** Directive **
Find every line in the items below that contains the word "window" and copy each one.

** Records supplied **
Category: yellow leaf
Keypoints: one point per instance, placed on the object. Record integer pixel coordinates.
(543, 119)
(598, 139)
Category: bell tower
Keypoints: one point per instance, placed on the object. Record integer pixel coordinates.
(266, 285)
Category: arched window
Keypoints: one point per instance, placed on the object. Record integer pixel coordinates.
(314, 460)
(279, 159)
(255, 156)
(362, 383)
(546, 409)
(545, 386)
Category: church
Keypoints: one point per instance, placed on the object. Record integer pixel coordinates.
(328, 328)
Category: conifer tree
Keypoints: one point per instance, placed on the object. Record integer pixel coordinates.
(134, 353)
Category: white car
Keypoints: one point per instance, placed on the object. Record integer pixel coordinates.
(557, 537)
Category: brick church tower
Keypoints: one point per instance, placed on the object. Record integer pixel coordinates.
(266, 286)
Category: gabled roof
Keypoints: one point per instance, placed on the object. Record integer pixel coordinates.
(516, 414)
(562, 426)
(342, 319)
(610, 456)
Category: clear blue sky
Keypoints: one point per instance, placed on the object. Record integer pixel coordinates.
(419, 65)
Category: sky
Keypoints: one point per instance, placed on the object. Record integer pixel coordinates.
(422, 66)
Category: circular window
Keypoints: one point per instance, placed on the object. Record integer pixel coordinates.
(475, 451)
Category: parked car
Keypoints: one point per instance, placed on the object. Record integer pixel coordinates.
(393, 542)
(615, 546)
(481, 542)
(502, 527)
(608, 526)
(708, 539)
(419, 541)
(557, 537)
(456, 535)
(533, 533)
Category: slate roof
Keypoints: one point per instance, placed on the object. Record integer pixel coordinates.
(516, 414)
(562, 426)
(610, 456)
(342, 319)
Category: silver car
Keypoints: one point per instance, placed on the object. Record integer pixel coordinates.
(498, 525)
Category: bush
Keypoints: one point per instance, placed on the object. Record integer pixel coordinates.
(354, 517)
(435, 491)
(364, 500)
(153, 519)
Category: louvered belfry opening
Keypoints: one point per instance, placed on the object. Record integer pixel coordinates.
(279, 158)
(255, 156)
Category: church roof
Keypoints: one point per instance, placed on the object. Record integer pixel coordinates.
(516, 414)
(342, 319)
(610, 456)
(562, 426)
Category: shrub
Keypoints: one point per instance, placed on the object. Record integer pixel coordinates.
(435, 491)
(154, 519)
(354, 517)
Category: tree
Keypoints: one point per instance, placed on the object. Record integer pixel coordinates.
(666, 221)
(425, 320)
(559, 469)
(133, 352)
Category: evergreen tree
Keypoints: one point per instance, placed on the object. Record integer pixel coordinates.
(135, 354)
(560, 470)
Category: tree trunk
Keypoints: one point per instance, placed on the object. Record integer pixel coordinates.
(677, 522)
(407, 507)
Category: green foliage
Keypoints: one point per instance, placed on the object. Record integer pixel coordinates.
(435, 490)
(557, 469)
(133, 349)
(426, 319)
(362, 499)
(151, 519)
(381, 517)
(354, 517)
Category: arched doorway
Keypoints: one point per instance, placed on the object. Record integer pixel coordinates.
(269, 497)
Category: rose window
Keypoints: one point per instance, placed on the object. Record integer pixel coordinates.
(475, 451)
--
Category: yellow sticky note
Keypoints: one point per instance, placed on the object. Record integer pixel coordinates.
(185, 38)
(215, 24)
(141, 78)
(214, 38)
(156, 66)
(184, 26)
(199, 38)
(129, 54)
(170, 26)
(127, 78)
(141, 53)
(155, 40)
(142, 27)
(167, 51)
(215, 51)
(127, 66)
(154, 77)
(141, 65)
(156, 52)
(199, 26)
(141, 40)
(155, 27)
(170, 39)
* * *
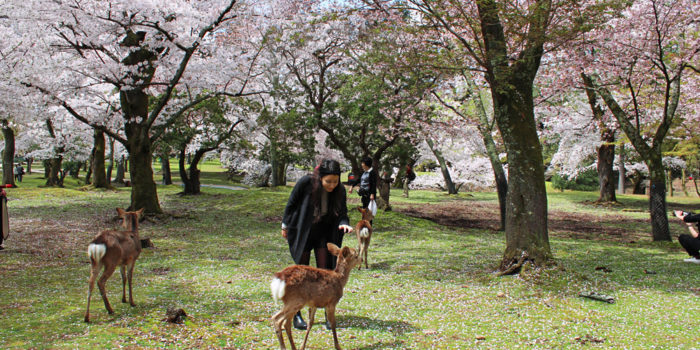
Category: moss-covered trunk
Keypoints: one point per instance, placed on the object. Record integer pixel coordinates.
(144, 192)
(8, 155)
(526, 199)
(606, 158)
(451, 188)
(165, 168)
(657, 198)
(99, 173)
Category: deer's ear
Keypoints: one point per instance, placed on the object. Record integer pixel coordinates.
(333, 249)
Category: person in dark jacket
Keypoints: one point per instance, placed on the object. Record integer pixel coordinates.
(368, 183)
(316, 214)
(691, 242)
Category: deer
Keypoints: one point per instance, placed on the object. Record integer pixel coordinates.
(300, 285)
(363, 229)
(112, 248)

** Complete response **
Category: arched window
Category: circular window
Category: rose window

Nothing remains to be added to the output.